━━━ RECORDS SHOWN

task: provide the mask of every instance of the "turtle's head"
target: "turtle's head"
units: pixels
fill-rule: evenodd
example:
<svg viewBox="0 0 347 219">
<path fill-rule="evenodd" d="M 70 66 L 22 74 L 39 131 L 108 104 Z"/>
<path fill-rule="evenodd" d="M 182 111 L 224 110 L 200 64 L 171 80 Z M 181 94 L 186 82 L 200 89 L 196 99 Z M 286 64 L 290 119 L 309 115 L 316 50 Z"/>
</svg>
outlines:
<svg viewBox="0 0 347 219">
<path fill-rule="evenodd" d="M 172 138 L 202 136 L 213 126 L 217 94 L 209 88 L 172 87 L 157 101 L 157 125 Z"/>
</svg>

━━━━━━
━━━ RECORDS SHOWN

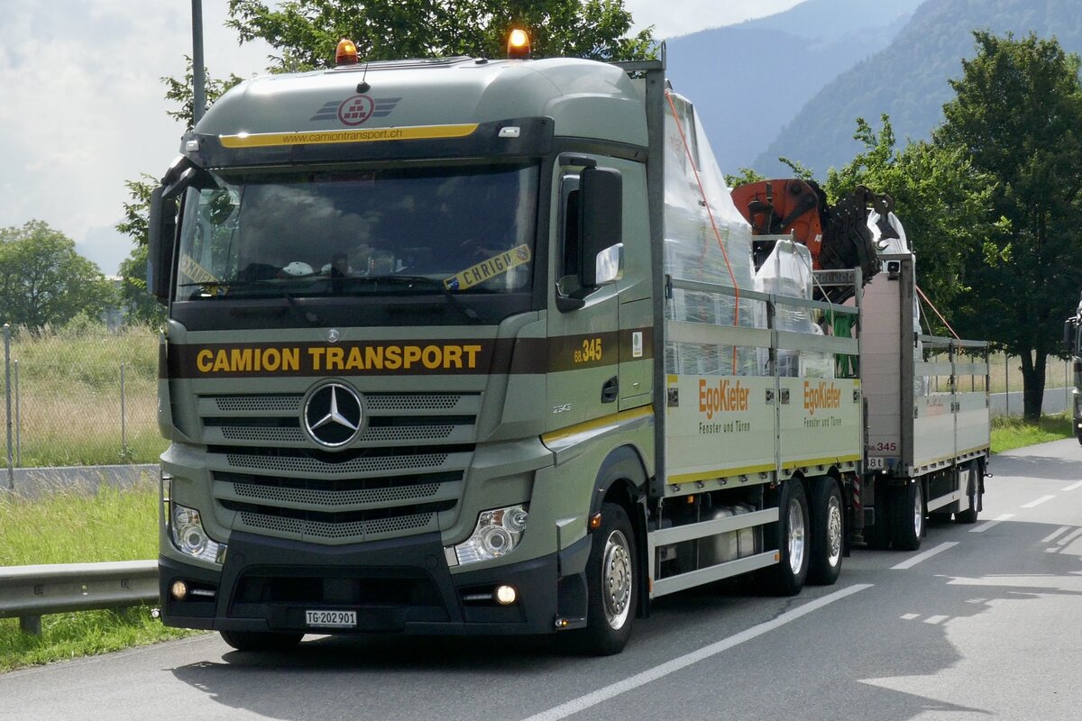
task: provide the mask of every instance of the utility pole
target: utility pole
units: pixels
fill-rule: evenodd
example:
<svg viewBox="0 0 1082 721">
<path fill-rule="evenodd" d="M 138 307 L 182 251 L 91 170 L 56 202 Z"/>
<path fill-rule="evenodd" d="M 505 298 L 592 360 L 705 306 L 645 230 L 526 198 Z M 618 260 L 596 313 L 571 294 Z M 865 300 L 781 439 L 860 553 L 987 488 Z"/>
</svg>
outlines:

━━━━━━

### WORK TO DO
Report, in full, each line above that contains the string "instance".

### TASK RESULT
task: provide the mask of every instance of the "turtle's head"
task: provide the mask of every instance of the utility pole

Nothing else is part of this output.